_Work item_
Return the listing exactly. Keep no pictures.

_Source information_
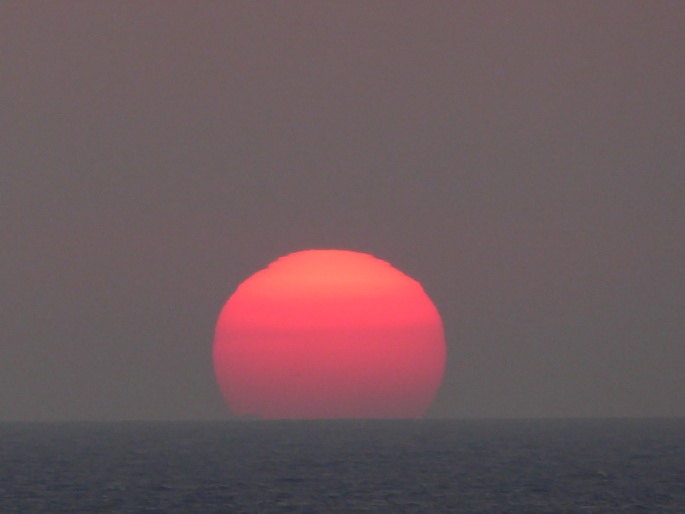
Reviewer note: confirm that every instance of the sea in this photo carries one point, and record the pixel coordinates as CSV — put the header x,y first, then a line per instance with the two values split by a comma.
x,y
347,466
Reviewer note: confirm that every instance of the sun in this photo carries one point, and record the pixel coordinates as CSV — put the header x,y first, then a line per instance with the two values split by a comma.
x,y
329,334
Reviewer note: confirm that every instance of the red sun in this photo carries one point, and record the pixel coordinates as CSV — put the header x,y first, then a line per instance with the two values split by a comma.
x,y
329,334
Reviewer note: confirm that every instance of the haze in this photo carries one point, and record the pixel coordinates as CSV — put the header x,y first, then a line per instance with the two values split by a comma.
x,y
522,160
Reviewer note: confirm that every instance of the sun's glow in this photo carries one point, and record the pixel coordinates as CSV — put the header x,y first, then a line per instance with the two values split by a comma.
x,y
329,334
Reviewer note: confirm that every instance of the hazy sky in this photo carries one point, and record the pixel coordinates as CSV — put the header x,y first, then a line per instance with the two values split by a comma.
x,y
525,161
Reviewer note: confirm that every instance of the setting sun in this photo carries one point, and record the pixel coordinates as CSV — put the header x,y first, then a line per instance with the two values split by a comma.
x,y
329,334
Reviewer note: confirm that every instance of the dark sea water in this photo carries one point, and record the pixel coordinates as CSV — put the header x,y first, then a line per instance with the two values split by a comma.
x,y
345,466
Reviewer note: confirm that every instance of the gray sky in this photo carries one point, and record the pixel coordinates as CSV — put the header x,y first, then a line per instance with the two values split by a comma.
x,y
523,160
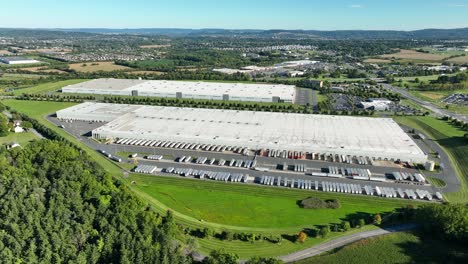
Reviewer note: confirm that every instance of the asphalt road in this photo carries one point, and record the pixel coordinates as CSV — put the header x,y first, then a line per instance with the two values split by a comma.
x,y
339,242
79,129
303,96
439,112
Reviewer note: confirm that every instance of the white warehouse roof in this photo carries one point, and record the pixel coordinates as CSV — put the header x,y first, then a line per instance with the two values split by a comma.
x,y
195,90
359,136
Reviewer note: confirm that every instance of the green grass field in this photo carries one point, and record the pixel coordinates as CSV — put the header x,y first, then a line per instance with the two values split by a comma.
x,y
436,97
247,207
227,206
452,140
46,87
39,109
436,182
403,247
20,138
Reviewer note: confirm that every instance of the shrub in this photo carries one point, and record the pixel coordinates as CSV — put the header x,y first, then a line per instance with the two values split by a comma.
x,y
301,237
316,203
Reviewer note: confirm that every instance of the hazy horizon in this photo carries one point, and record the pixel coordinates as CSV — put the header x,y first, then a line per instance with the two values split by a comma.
x,y
399,15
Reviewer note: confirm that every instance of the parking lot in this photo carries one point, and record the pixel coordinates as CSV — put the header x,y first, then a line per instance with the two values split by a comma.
x,y
254,166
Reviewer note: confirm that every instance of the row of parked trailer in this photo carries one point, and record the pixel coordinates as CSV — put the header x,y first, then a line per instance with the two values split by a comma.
x,y
289,154
214,175
221,162
146,169
108,155
154,157
340,172
400,176
307,184
181,145
399,193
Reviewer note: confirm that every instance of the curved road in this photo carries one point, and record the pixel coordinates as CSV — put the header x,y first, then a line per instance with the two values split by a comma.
x,y
339,242
432,107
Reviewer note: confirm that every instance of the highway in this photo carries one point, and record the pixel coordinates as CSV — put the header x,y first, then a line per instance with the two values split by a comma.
x,y
439,112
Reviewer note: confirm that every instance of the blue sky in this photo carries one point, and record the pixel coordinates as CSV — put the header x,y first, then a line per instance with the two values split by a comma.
x,y
236,14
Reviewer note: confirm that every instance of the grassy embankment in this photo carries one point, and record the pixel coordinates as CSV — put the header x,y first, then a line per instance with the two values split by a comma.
x,y
452,140
403,247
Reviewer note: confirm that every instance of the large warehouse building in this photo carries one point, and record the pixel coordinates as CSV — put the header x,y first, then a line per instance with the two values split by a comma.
x,y
183,89
379,138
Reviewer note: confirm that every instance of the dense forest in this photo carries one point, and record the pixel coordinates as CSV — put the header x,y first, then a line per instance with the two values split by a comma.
x,y
57,206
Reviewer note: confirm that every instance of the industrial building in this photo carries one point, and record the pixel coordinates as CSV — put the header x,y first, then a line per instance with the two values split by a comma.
x,y
17,60
378,138
184,89
378,104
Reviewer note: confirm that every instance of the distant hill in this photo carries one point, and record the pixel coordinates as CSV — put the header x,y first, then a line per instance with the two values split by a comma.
x,y
458,33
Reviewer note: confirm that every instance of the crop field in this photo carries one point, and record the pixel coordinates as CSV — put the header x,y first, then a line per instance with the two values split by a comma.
x,y
452,140
414,55
247,250
145,72
254,207
160,46
460,59
436,97
402,247
47,87
42,70
97,66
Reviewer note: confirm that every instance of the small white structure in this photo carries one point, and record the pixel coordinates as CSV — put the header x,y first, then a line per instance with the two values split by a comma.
x,y
429,166
17,60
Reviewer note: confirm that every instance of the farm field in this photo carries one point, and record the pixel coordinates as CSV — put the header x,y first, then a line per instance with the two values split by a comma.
x,y
402,247
41,69
461,59
436,97
247,250
160,46
414,55
452,140
255,207
98,66
374,60
47,87
20,138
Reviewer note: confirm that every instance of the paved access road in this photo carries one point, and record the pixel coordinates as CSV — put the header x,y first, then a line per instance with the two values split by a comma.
x,y
434,108
339,242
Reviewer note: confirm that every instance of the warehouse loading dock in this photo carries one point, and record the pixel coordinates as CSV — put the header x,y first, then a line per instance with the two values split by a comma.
x,y
363,137
184,89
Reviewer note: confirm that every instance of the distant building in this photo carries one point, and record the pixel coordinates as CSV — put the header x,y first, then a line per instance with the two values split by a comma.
x,y
17,60
378,104
314,84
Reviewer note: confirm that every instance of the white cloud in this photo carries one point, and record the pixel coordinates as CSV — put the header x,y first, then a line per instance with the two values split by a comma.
x,y
457,5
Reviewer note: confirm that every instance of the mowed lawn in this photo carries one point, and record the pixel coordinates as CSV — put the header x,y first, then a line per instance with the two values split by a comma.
x,y
251,206
20,138
452,140
47,87
39,110
403,247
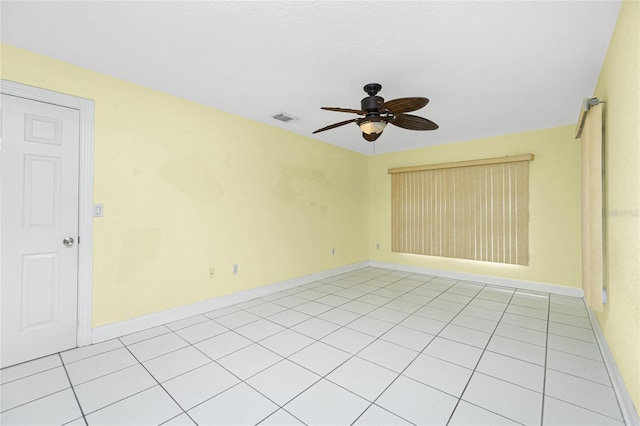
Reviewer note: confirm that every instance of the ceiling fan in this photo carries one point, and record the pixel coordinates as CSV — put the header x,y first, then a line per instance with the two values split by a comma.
x,y
378,113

_Answer area_
Reviewer note: confirm that every instance of the sea in this photo carries one point, and record the pixel coordinates as CSV — put the header x,y first, then a line per instance with the two values split by a comma.
x,y
347,466
Reviewer note: confirm that every instance of the sun in this photo carries one point, and record the pixel coordinates as CSV — put the header x,y first, then a line per instance with the two values split by a comma.
x,y
329,334
Reviewer note: confirm that every instance of the red sun in this photo carries one point, and record the pixel coordinates as CSV — put the header x,y first, then a line per instance with the two values split by a comma.
x,y
329,334
Reviewer note: confirm that every instance of the haze in this photo carries one point, and record the pixel coordinates as CSV — put the header x,y first, then a line per instance with the two values split by a comma.
x,y
522,160
Reviewer note: confirm that every instance of the sun's glow in this photo carries one point, and record the pixel coordinates as CSV — put the header x,y first, then a line per instance with the two values split by a comma.
x,y
329,334
Reviewer note: confirm that every instance of the hazy sky in this photo carries one point, and record the pixel coordinates as CSV — put the header x,y first, then a line per instance with the two values split by a comma.
x,y
525,161
Reviewer note: confirm that every instance of the setting sun in this photo carries one point, and record the pixel coordinates as CSV — put the header x,y first, then a line per instance with the two values split by a comma.
x,y
329,334
Reviewer note: confirm that every instance of the dark sea water in this photo carries one point, and record the pixel coordinates as CSV — put the header x,y first, then a line per instance with the two values split by a comma.
x,y
345,466
Reviewer note: confirm that every instance of the gray sky in this photo carries one point, and record the pixel coordinates as CSV — put the header x,y first, then a line per instance with the two values split by a comma.
x,y
523,160
Reviewer note: confirm that every instance of the asphalt road in this photo carries one point, and record the pixel coordinates as CSV — put the header x,y first, then a line per instance with the two values split by a comma.
x,y
339,242
79,129
303,96
439,112
Reviewer note: confirm that every instance of the white warehouse roof in this photo carries one point, and record the pixel coordinates as CSV — put the header x,y first, then a line per instance with the two values split by a comma.
x,y
195,90
359,136
Reviewer note: confirm that every instance of the green grass field in this photo carries one point, and record the pixel coordinates as CSV — put the header x,y first, then a line per instance with the two values split by a comma.
x,y
436,97
247,207
227,206
452,140
46,87
39,109
436,182
403,247
20,138
Reviewer note: confirm that every instance of the shrub in this photo carries one point, and record the pixel coordinates as CSV — put the header x,y first, then a line per instance with the two values split by a comma.
x,y
301,237
316,203
Reviewer note: confirm that every instance of the hazy horizon in this photo carries one point, and record the pixel coordinates as CSV — put the header x,y first, then a line per instance with the two values split by a comma.
x,y
399,15
Reviewer note: confirm that every instance of the parking lot in this photo carries one point, and record the pixel coordinates as CSV — put the header x,y first, then a line per instance with the two values split by a comma.
x,y
254,166
Reviewer note: confirm that every instance of the row of parked trailer in this photo carries one point, and record the pixel coordinates as CSV — put the header x,y first, then a line per instance with the two values split by a comma.
x,y
289,154
214,175
221,162
146,169
108,155
154,157
340,172
400,176
307,184
181,145
399,193
Reviewer note: confirm that every instance of the curved road in this photo carries one point, and record the pixel coordinates as CSV — put the header x,y first, then a line per instance with the two values split by a comma.
x,y
339,242
432,107
Reviewer note: confirm that every instance of the highway in this photo carries one point, and record the pixel coordinates as CSV — put the header x,y first, then a line per instance with the two values split by a comma.
x,y
439,112
Reviewer note: confirm that every instance of the blue sky in this photo carries one point, and record the pixel coordinates as CSV — put the header x,y first, then a line per instance with the two values split by a comma.
x,y
236,14
Reviewer note: confirm that every instance of the grassy embankment in this photo carries one point, and record the pixel coordinates as CSV — put the header x,y first, then a line per instance with the two values split by a comma.
x,y
452,140
403,247
Reviewer note: confirm that every instance of the large warehouse building in this photo carries one point, and record the pixel coordinates as CSV — put the header x,y first, then a line per instance with the two values split by a comma.
x,y
183,89
379,138
Reviewer note: confirm that every instance of the dense forest in this photo carries one point, and record the pixel coordinates as CSV — put the header x,y first, then a line per instance with the two values split by a comma.
x,y
57,206
Reviewer note: confirm that every instance of the industrial building in this photo carries one point, and record the pixel coordinates as CSV — put the header x,y first, then a line per instance with the two values split by a comma.
x,y
17,60
378,138
184,89
378,104
Reviewer note: confirm that every instance of the distant hill in this photo carries one point, and record the pixel coordinates as CSV — put the header x,y first, then a line per instance with the two values split by a comma.
x,y
458,33
Reviewer note: confirm that every instance of the crop field in this photo carries one point, and record the pixel coordinates as CSV — put the header x,y first, then a line per instance with the two values split by a comma.
x,y
452,140
414,55
247,250
145,72
254,207
160,46
460,59
436,97
402,247
47,87
42,70
97,66
Reviewer note: confirm that every instance of the small white structure in this photo carries one point, and record the pixel coordinates as CSV — put the header x,y first, then a line per instance with the two values split by a comma.
x,y
429,166
17,60
Reviewer note: confirm that every instance of the farm field in this photo carries one point, and record the pixel coordinates as CSV — put the header x,y first, then a line per instance with the two values split by a comma.
x,y
402,247
41,69
461,59
436,97
247,250
160,46
414,55
452,140
255,207
98,66
374,60
47,87
20,138
Reviewer note: confirm that every instance of the paved access road in this photo carries one point, and record the pixel coordinates as CSV — put the header x,y first, then a line per instance with the two values split by a comma.
x,y
434,108
339,242
Reviewer note: confirm that every instance of the warehouse loading dock in this photo carries one point, and record the pixel coordinates as CSV — put the header x,y first, then a line per instance with the two values split by a comma.
x,y
363,137
184,89
Reviewer note: confirm that every instance of the distant building in this photo carries one point, and record the pixel coordinates as CSV — put the header x,y first, then a line per instance with the two values split by a comma.
x,y
17,60
378,104
314,84
Reviewer note: confirm that every instance of the white cloud in this photo carries one point, and record the pixel coordinates as CSV — put the header x,y first, then a line per instance with the two values split by a comma.
x,y
457,5
Reviewer note: confirm that every instance of the mowed lawn in this photo carries one point, and record the pixel coordinates as CSV — put the header x,y first, then a line per instance with the two values split by a comma.
x,y
251,206
20,138
452,140
47,87
39,110
403,247
Reviewer note: confirm that every instance of the ceiling fan in this photo carries one point, and record the pixel coordinates as CSV — put the header x,y first, then a line per instance with the two values split by a comma.
x,y
378,113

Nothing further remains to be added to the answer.